## start PROVIDED DATA

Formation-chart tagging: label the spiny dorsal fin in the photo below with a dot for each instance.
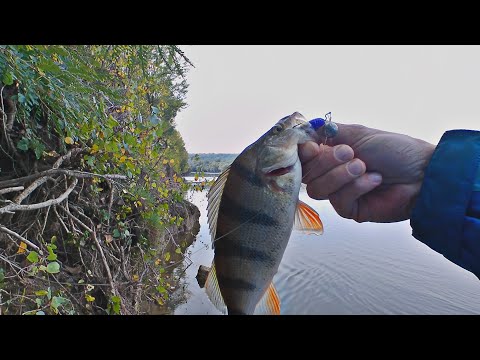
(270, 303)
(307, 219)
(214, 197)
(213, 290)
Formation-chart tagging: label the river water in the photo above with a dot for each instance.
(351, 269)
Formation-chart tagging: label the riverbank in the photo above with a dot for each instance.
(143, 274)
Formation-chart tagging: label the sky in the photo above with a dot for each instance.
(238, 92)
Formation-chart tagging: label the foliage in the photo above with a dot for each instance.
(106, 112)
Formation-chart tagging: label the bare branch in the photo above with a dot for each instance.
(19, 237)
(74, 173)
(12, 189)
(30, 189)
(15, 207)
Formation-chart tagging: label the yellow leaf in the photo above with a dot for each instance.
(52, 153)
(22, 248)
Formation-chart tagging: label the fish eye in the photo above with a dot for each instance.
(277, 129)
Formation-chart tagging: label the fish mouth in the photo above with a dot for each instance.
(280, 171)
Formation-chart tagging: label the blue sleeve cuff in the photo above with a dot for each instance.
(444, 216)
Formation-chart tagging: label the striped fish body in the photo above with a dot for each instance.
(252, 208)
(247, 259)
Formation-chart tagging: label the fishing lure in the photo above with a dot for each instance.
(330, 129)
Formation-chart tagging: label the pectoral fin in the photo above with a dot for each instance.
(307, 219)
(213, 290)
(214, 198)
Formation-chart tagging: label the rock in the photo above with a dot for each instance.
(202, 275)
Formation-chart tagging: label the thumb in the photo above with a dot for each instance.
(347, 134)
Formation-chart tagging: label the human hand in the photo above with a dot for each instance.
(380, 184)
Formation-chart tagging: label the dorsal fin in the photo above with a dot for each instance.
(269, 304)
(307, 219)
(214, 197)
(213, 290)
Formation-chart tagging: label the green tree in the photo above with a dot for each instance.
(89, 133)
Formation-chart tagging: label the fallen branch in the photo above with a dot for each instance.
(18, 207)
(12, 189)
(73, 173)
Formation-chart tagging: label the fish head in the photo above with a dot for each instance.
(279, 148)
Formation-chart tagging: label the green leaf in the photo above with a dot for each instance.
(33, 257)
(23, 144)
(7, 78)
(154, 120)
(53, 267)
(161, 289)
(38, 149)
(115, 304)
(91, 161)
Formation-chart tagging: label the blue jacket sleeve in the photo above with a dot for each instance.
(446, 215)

## end PROVIDED DATA

YOUR GOAL:
Turn all the rows above into a numbered list, dropping any blank lines and omitting the picture.

FINAL ANSWER:
1. Formation-chart tagging: label the spiny dorsal fin in the photo below with a dot for each instance.
2. (270, 303)
3. (307, 219)
4. (214, 197)
5. (213, 290)
6. Formation-chart tagging: label the river water in the photo above with a dot for each instance.
7. (351, 269)
8. Formation-chart tagging: label the riverbank in the photo above with a dot for each instance.
9. (143, 274)
10. Formation-chart tagging: label the sky in the photo above with a dot for each instance.
11. (238, 92)
12. Formation-chart tagging: label the foliage in the photo above with a dot for each instance.
13. (106, 112)
14. Formation-chart tagging: label the bare branch in the photo above with a dot for each instance.
15. (19, 237)
16. (74, 173)
17. (12, 189)
18. (30, 189)
19. (15, 207)
20. Formation-chart tagging: label the yellow leaf in the photo above with a dot for each instance.
21. (52, 153)
22. (22, 248)
23. Formation-chart tagging: label the fish eye in the photo above with a dot for each instance.
24. (277, 129)
25. Formation-chart tagging: label the fish mouth in the photo above with a dot for each instance.
26. (280, 171)
27. Formation-chart tagging: label the blue sleeve cuff in the photo above with a dot for each instance.
28. (444, 216)
29. Formation-chart tagging: label the striped fish body in the photo above with a dot for each instance.
30. (252, 208)
31. (247, 259)
32. Formation-chart tagging: label the fishing lure in the photo above with a dot for each instance.
33. (330, 129)
34. Formation-chart tagging: label the pectoral fin in the photo above with a dot for each instance.
35. (307, 219)
36. (213, 290)
37. (214, 198)
38. Formation-chart tagging: label the rock in the photo above with a dot for each instance.
39. (202, 275)
40. Formation-chart tagging: label the thumb in the photo above with a dot for each instance.
41. (347, 134)
42. Formation-chart tagging: label the human hand in the photo above with a dot for each instance.
43. (380, 184)
44. Formation-chart tagging: label the dorsal fin in the photo above with a dot for each instance.
45. (269, 304)
46. (307, 219)
47. (214, 197)
48. (213, 290)
49. Formation-chart tagging: label the green tree in the photo above with a dot for each instance.
50. (89, 133)
51. Formation-chart tagging: label the fallen branch in the photo above with a dot for each instance.
52. (18, 207)
53. (12, 189)
54. (73, 173)
55. Formation-chart tagging: label the fish head in the photo above with a dot for each instance.
56. (279, 148)
57. Formation-chart tagging: label the green leaf in the photo above with a dot for each instance.
58. (33, 257)
59. (23, 144)
60. (7, 78)
61. (154, 120)
62. (53, 267)
63. (161, 289)
64. (38, 149)
65. (115, 304)
66. (91, 161)
67. Formation-chart tagging: label the blue jacket sleeve in the photo above with a dot for each instance.
68. (446, 215)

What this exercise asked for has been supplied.